[TEXTE CHOISI]
______
Lien vers la fiche du livre sur Babélio

https://www.babelio.com/livres/Comann-Souviens-toi-de-Sarah/1401916

Note sur Babélio : 4,28/5 (162 notes) – Ma note : 3,5/5

« Mon âme fracassée a hurlé de détresse et, pour l’apaiser, j’ai semé au plus profond de mon être les graines d’une haine viscérale. Telles les racines diaboliques d’un roncier effroyable, elle s’est plantée en moi et m’a aidée à me redresser lorsque la faiblesse me courbait l’échine. »

L’auteur : Page Comann

Page Comann est le pseudo collectif de deux auteurs de polars chevronnés, réunis pour la première fois avec « Souviens-toi de Sarah » (2022).

Il s’agit de Ian Manook et Gérard Coquet. Amoureux de l’Irlande et de l’Écosse, ils défendent un style de roman « à l’anglaise ». Un humour acide et lucide, mariant le naturalisme flamboyant des paysages à la cruauté historique et sociale d’une Grande-Bretagne en trompe-l’œil.

Gérard Coquet

Gérard Coquet est né à Lyon en 1956. Après avoir été expert-comptable stagiaire dans un cabinet de la région lyonnaise, il a repris l’entreprise familiale de location de linge et la vendra au bout de 20 ans. Parallèlement, il exerce pendant onze ans les fonctions de juge auprès du tribunal de commerce de Lyon. Il termine son mandat par une garde à vue, une mise en examen et un non-lieu en correctionnelle. Pendant toute cette période, il participe à la vie d’un groupe musical style folk, musique californienne, ballades irlandaises, country.

En 2011 est publié « Malfront, les fantômes de la combe » aux éditions Inoctavo. Ce roman a remporté le prix « Plume de Glace » 2012 de Serre Chevalier

Ian Manook

Patrick Manoukian, né le 13 août 1949 à Meudon, est un journaliste, éditeur et écrivain français sous les pseudonymes de Ian Manook, Paul Eyghar, et Roy Braverman.

Né dans une famille d’origine arménienne, Patrick Manoukian parcourt à l’âge de 18 ans les États-Unis et le Canada, pendant 2 ans, sur 40 000 km en autostop. Il effectue des études de droit et de sciences politiques à la Sorbonne, puis de journalisme à l’Institut français de presse.

Il repart ensuite en voyage en Islande, au Belize, et au Brésil.

De retour en France, il collabore en tant que journaliste à des rubriques touristiques du Figaro, de Télé Magazine, de Top Télé, de Vacances Magazine et de Partir.

En 1987, il crée une société : Manook, une agence d’édition spécialisée dans la communication autour du voyage.

De 2003 à 2011, il réalise le scénario de plusieurs bandes dessinées sous le pseudonyme de Manook.

En 2013, il signe du pseudonyme de Ian Manook un roman policier intitulé Yeruldelgger (que j’ai adoré !) qui remporte plusieurs prix dont le Prix SNCF du polar 2014.
______
[LIGNES]
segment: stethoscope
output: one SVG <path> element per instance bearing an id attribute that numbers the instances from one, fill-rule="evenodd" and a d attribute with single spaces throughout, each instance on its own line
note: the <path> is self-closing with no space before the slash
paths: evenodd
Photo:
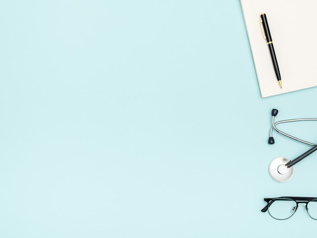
______
[OBJECTIFS]
A - Selon le texte choisi, quel prix le roman « Malfront, les fantômes de la combe » a-t-il remporté ?
B - Recopiez, s'il vous plaît, le passage du texte choisi qui va de « De retour en » jusqu'à « du polar 2014. » inclus.

[RÉPONSES ATTENDUES]
A - Le prix « Plume de Glace » 2012 de Serre Chevalier.

B -
De retour en France, il collabore en tant que journaliste à des rubriques touristiques du Figaro, de Télé Magazine, de Top Télé, de Vacances Magazine et de Partir.

En 1987, il crée une société : Manook, une agence d’édition spécialisée dans la communication autour du voyage.

De 2003 à 2011, il réalise le scénario de plusieurs bandes dessinées sous le pseudonyme de Manook.

En 2013, il signe du pseudonyme de Ian Manook un roman policier intitulé Yeruldelgger (que j’ai adoré !) qui remporte plusieurs prix dont le Prix SNCF du polar 2014.